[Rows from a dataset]
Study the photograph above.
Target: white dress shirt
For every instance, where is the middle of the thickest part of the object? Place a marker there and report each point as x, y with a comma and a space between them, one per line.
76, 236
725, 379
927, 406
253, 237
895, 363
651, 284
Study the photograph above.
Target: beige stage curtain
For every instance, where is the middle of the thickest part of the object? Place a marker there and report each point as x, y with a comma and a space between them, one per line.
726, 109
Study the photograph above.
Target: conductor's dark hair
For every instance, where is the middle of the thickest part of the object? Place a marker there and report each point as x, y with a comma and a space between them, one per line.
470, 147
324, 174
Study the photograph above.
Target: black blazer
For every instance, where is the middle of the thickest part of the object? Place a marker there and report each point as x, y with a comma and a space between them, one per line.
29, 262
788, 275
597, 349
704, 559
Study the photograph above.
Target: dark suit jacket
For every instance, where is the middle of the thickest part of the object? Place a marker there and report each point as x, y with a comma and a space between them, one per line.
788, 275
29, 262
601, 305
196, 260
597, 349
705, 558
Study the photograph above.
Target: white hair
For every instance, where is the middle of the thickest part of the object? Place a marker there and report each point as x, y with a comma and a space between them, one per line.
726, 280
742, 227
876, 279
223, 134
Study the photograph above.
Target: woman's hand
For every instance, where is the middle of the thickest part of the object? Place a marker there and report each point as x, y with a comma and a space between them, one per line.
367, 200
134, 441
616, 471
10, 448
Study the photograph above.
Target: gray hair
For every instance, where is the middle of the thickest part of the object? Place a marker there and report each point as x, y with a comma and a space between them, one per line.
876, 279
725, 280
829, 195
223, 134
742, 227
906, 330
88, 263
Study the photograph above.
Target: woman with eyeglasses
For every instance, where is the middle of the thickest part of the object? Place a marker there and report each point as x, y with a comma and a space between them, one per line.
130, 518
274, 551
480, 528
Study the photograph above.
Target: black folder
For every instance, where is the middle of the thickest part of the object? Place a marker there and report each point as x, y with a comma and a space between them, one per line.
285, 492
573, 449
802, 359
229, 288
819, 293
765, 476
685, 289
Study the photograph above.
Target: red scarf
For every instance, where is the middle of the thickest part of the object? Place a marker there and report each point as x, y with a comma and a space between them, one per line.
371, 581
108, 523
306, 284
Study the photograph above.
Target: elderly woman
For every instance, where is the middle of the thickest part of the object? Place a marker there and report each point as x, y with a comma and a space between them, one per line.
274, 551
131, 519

■ Goal
Extract every record and return it verbatim.

■ Final answer
Study the photograph above.
Target: white dress shirt
For every instance, where is the middle of the thickest part of the object? Place a marker there and report each point as x, y with a comma and a space between them, one per line.
76, 236
725, 379
927, 406
253, 237
895, 363
651, 284
Study the photograph above.
Target: beige stage curtain
For every instance, where is the middle of the thickest part of the object? Place a marker there and report each point as x, y with a comma and a space between them, one per line.
726, 109
Study the photograph above.
Target: conductor's dark hair
For every instance, where is the middle of the thickest part of the object? Place a marker there and report each point as x, y with a comma and a space between them, one per line.
470, 147
324, 174
Study the photograph above.
Target: black blazer
For every instance, where is the middle of the thickest part of the object? Place a marker there and report each point as x, y with a comma and a space between them, one per line.
29, 262
788, 275
597, 349
704, 559
Study the photograph above.
Target: dark suit jacket
For every instance, where is the middle of the thickest part of the object? Place a marker there and report each point as x, y with a comma and a space between them, one per line.
788, 275
29, 262
601, 305
196, 260
597, 349
705, 558
Study the photograph above.
Target: white hair
For every instance, where is the middle of the thickest part of the object? Place a marker there and report each point as x, y with a comma and a space between them, one per line.
726, 280
742, 227
876, 279
223, 134
Study the photograph above.
Target: woman's hand
For every instance, where is the middle of the thickest part of the object? Place a marker there and report each point as x, y with a comma and a space between them, one per line.
367, 200
134, 441
616, 471
10, 448
Study the photograph above.
Target: gray hair
For every instance, where is the middle of the thickest part of the object? Place a marker there and report each point as x, y with a comma and a space between them, one per line.
876, 279
725, 280
829, 195
223, 134
742, 227
906, 330
88, 263
Study the photograph above.
Target: woman with eyeglasses
For every instance, where is the middle of the thickest part of the object? Place a marker there and report each point as x, y with a comma and a space between them, one per line.
130, 518
274, 551
480, 528
Study the photograph above.
Target: black folder
For every instance, where is the middle of the thickest part of the object? Place a marker there and report each point as x, y with a comma and a space between them, one per line.
285, 492
573, 449
802, 359
229, 288
819, 293
765, 476
685, 289
Study the photograph above.
Target: red scarf
For every instance, where is the middle of the thickest part of the object? Place a marker there and report each point as x, y with a comma and a space between them, one per line.
371, 581
108, 523
306, 284
Study the photograph above.
Target: elderly woman
For every instance, where is the middle of the thickest part of the object? Place a marker there and report each point as x, y with a comma and a space between them, one per line.
274, 551
131, 519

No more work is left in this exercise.